Segment Start: The data
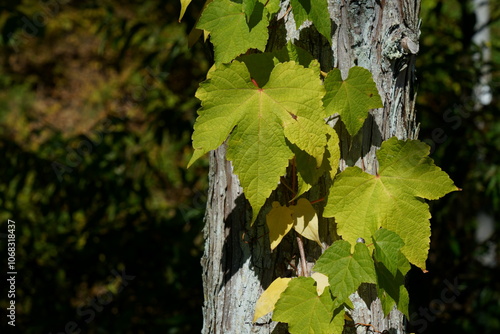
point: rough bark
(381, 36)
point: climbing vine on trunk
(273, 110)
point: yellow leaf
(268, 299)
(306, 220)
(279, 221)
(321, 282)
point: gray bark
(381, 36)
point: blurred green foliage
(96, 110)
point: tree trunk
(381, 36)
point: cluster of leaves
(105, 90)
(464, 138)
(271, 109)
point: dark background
Segment End: The data
Segment Start: The data
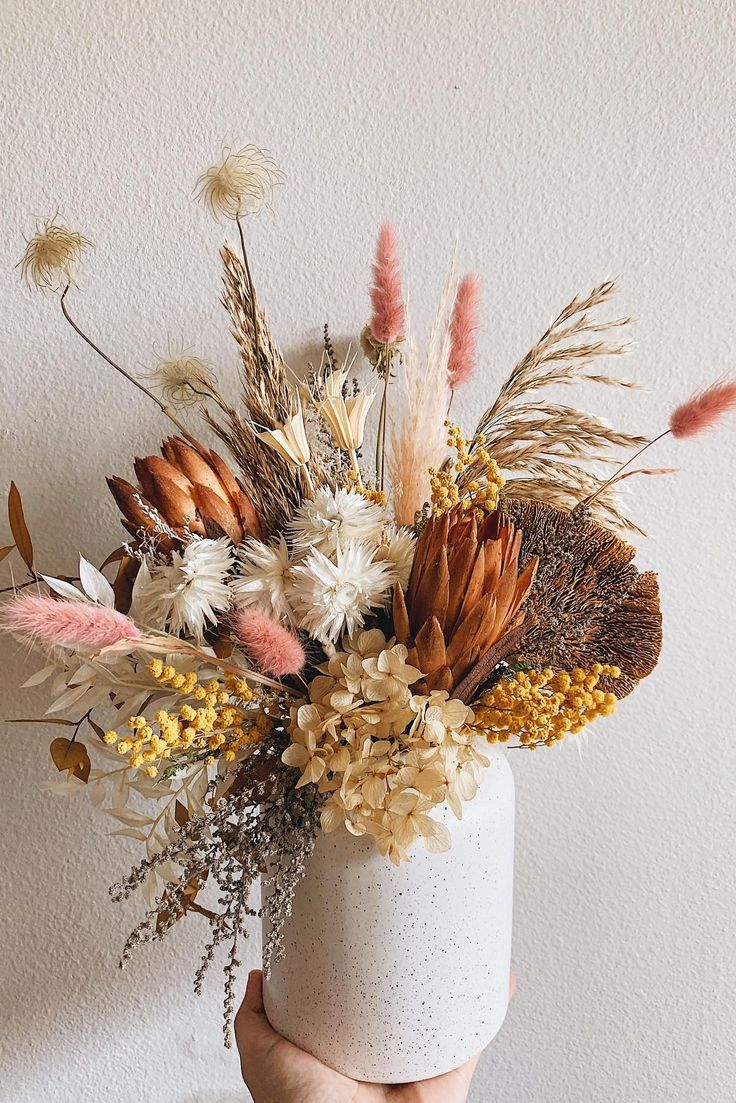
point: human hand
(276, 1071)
Segment End: The data
▶ [Problem details]: Retype, exactly and in full, the lines above from the one containing "point: rough bark" through the one containing "point: dark background".

▶ [Task result]:
point: rough bark
(381, 36)
point: climbing vine on trunk
(273, 110)
point: yellow leaf
(268, 299)
(306, 220)
(279, 221)
(321, 282)
point: gray bark
(381, 36)
point: blurred green foliage
(96, 110)
point: tree trunk
(381, 36)
point: cluster of leaves
(105, 90)
(464, 138)
(271, 109)
point: dark background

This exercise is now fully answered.